__TÂCHES À FAIRE__
a: Traduisez en anglais cette phrase du texte sur Flaubert : « Il y a de ces romans qui proposent de vrais instants de grâce, qui offrent au lecteur l'expérience d'un temps suspendu. »
b: D'après le texte sur Flaubert, en quelle année Flaubert pense-t-il être un homme fini ?
c: Reprenez le texte sur Flaubert juste après sa dernière phrase et écrivez la suite.

__TEXTE À LIRE__
○ ○ ○
Il y a de ces romans qui proposent de vrais instants de grâce, qui offrent au lecteur l'expérience d'un temps suspendu. Un automne avec
Flaubert est l'un de ces livres, malgré son apparente simplicité, ici, l'évocation mélancolique d'un monstre sacré de la littérature.
1875,
Flaubert pense être un homme fini. Sa pièce de théâtre est un échec, il est en proie à la sourde inquiétude de la faillite de son neveu par alliance, époux de sa chère nièce Caroline, une espèce rare de froideur et d'indifférence, ou une stoïcienne accomplie. La sauver de la ruine implique de vendre la ferme qui lui rapporte des rentes annuelles qui lui permettent de vivre confortablement. Pire, sa nièce pourrait vendre le domaine de
Croisset, refuge chéri de l'écrivain normand.
○ ○ ○
__EXTRAIT DU LISTING__
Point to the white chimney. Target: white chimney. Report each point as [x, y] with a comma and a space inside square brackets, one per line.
○ ○ ○
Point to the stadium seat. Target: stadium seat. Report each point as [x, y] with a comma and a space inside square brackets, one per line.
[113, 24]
○ ○ ○
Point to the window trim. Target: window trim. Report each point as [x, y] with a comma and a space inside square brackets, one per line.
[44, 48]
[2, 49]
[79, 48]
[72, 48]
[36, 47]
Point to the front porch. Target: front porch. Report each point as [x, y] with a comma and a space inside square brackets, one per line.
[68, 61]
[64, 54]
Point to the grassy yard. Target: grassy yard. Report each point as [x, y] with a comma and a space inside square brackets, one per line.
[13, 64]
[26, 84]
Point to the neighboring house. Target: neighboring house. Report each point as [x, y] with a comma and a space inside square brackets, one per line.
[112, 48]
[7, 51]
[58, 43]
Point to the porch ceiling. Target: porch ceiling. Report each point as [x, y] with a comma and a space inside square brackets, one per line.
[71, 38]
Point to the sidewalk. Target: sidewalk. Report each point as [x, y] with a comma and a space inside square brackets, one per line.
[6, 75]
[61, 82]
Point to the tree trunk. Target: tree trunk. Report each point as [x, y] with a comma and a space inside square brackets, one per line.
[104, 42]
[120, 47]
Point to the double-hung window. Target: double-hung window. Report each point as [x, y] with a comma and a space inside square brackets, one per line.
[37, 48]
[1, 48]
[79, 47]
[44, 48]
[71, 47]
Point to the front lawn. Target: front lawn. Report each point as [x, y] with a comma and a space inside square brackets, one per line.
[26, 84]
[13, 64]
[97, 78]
○ ○ ○
__LES RÉPONSES__
a: There are some novels that offer true moments of grace, that give the reader the experience of suspended time.

b: En 1875.

c:
Aux inquiétudes financières s'ajoute aussi le poids du temps qui passe. La vieillesse apporte son lot de soucis de santé, et de morts. Ses amis les plus proches sont décédés, Bouilhet, Gautier, Feydeau, leur absence rend sa vie bien ennuyeuse. Il ne supporte plus la médiocrité ambiante de la société, si celle-ci a fait son succès, elle a fini par l'asphyxier de trop de présence. Et elle semble même gagner les plus grands, à l'image de ce repas décevant chez
Victor Hugo, où le sage fait preuve d'une bêtise littéraire impardonnable. La solitude pèse sur
Flaubert et invite à la mélancolie. Et le voilà même doutant de sa capacité à modeler des phrases percutantes, précises comme le mécanisme délicat d'une horloge. Il en a délaissé son oeuvre,
Bouvard et Pécuchet, dans laquelle il moque la vanité et la médiocrité de ses contemporains ignares.
Aiguillé par la tendresse de
George Sand qui lui suggère de se changer les idées, Gustave part pour Concarneau, il a le projet de profiter de la présence de
Georges Pouchet, naturaliste et anatomiste, dont le père avait travaillé avec celui de
Flaubert. Là-bas, en pension dans une auberge qui lui prépare chaque jour des repas pantagruéliques qui pansent ses vagues à l'âme, il promène sa lourde carcasse abîmée sur les plages bretonnes et goûte au plaisir simple du bain de mer. L'après-midi est consacrée à son ami, Pouchet, directeur du laboratoire maritime de Concarneau, qui l'invite à assister à ses nombreuses dissections de poissons et autres mollusques.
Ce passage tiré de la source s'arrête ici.